__Brief__
Can you give all the records again without altering a single character?

__Material for this exercise__
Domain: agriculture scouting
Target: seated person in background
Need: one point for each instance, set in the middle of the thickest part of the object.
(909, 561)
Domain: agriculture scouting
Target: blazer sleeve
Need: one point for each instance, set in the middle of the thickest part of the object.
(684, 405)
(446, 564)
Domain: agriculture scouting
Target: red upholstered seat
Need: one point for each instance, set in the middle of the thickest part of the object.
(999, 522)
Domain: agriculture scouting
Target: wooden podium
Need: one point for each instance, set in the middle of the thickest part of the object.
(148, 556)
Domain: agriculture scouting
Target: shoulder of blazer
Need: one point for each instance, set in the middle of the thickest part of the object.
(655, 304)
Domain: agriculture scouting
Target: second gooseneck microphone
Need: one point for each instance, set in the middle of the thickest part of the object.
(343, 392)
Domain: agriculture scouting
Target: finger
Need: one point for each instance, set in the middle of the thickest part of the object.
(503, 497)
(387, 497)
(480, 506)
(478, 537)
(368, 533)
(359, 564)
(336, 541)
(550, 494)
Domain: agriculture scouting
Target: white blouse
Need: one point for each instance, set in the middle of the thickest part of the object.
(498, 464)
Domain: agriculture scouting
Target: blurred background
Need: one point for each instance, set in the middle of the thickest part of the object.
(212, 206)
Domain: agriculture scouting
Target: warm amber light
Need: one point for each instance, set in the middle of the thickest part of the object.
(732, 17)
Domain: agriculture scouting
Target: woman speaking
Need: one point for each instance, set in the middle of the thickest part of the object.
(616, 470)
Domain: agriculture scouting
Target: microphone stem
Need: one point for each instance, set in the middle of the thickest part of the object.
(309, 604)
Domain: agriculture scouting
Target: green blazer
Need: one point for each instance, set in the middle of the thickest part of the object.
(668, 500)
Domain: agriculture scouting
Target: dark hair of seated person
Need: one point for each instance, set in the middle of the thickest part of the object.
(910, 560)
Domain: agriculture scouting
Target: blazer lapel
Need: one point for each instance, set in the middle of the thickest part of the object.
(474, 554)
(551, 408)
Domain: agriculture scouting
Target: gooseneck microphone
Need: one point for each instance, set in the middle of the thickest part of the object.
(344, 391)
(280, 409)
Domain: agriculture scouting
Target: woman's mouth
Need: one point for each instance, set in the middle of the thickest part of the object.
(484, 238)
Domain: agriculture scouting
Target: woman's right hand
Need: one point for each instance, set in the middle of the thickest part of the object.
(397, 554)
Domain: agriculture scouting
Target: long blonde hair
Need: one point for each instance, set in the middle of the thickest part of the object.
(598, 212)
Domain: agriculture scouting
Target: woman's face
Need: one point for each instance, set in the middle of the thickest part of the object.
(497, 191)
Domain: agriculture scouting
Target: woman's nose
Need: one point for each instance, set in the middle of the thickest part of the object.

__Exercise result__
Domain: agriculture scouting
Target: seated person in background
Need: one point for each instance, set in the middle of the thickest part of the object.
(909, 561)
Domain: agriculture scouting
Target: blazer sleeve
Need: one point for each instance, set in the middle of the thickest part of the object.
(684, 405)
(446, 564)
Domain: agriculture scouting
Target: red upholstered seat
Need: one point for each instance, set in the middle of the thickest part of the object.
(999, 522)
Domain: agriculture scouting
Target: wooden podium
Need: one point for each instance, set in the middle of the thickest part of the object.
(148, 556)
Domain: agriculture scouting
Target: shoulder of blazer
Need: one point for each instance, set in the middle of the thickest part of the object.
(655, 304)
Domain: agriculture scouting
Target: second gooseneck microphone
Need: one point for each instance, set in the middle of the thickest part of the object.
(343, 392)
Domain: agriculture scouting
Target: finger
Need: one point for each instance, set in the middle of the thickest part of the object.
(503, 497)
(387, 497)
(480, 506)
(478, 537)
(368, 533)
(359, 564)
(336, 541)
(550, 494)
Domain: agriculture scouting
Target: white blouse
Need: one point for each instance, set in the middle of the thickest part of the object.
(498, 464)
Domain: agriculture scouting
Target: blurred background
Need: one point for each instance, set in the middle of the thickest part of the object.
(212, 206)
Domain: agriculture scouting
Target: warm amber light
Need: one point for each instance, set in the middle of the thickest part of the object.
(732, 17)
Domain: agriculture scouting
Target: woman speaking
Need: one point for each instance, set in the middle of the thickest part of the object.
(616, 470)
Domain: agriculture scouting
Target: microphone stem
Need: one point for each instance, set in the middle of the thickest part of the object.
(309, 604)
Domain: agriculture scouting
Target: green blazer
Need: one point for each instance, set in the middle of the thickest part of the object.
(668, 500)
Domain: agriculture scouting
Target: dark hair of seated person
Need: one point for each instance, set in the middle of the thickest part of the object.
(910, 560)
Domain: agriculture scouting
Target: blazer lapel
Need: one point for each instance, set in the middle of the thickest part of the object.
(474, 554)
(551, 408)
Domain: agriculture scouting
Target: gooseneck microphone
Need: one point for each instance, set in the middle of the thickest part of the object.
(344, 391)
(280, 409)
Domain: agriculture scouting
Target: woman's mouth
Need: one point for each instance, set in the middle of the thickest part of the object.
(484, 238)
Domain: agriculture scouting
Target: woman's right hand
Need: one point for each instance, set in the middle of the thickest part of the object.
(397, 554)
Domain: agriculture scouting
Target: long blonde hair
Need: one point for each instance, set in the middle of the thickest part of the object.
(598, 212)
Domain: agriculture scouting
Target: woman's face
Need: one point for each instance, set in the middle of the thickest part of the object.
(497, 191)
Domain: agriculture scouting
Target: woman's nose
Need: one point for each instance, set in the middle of the thickest part of the object.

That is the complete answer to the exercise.